SAFE: Synthetic Audio Forensics Evaluation Challenge

👉 All participants are required to register for the competition by filling out this Google Form

📊 Overview • 🥇 Detailed Leaderboard • 🏆 Prize • 📜 Paper Submission and Dates • 📝 Tasks • 📈 Data • 🤖 Model Submission • 📂 Create Model Repo • 🔘 Submit • 🆘 Helpful Stuff • 🔍 Evaluation • ⚖️ Rules

📣 Updates

2025-04-23

Added an accuracy heatmap on generated data by augmentation method for Task 2 and Task 3 in the heatmaps section of Public Leaderboard. Note the methods are annonimized and are different for task 2 and 3.

2025-04-14

Task 3 is not open Detection of Laundered Audio. https://huggingface.co/spaces/safe-challenge/SAFEChallengeTask3

2025-04-12

Upgraded rate limits to resolve Hugging Face Hub is unreachable, please try again later error

2025-04-08

Provided updated information on Round 1 and Round 2 paper and poster submission processes.

2025-04-07

Updated debug example to turn off network access when running model to better reproduce submissions on HF

2025-04-04

New detailed public leaderboard space

2025-04-03

Task 2 is now open. Detection of Processed Audio. https://huggingface.co/spaces/safe-challenge/SAFEChallengeTask2
🔥 Example on including a custom environment in your model repo

2025-03-25

Added two baselines to the leaderboard
Added discord server for additional help/support/discussion/etc.
◆ ◆ ◆ ◆ ◆
▸ WHAT IS ASKED: According to the SAFE challenge page, on what date did Task 2 open?

▸ SUPPLIED MATERIAL:
◆ ◆ ◆ ◆ ◆
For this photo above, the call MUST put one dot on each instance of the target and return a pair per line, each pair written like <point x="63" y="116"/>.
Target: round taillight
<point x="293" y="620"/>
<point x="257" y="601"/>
◆ ◆ ◆ ◆ ◆
▸ EXERCISE SOLUTION: 2025-04-03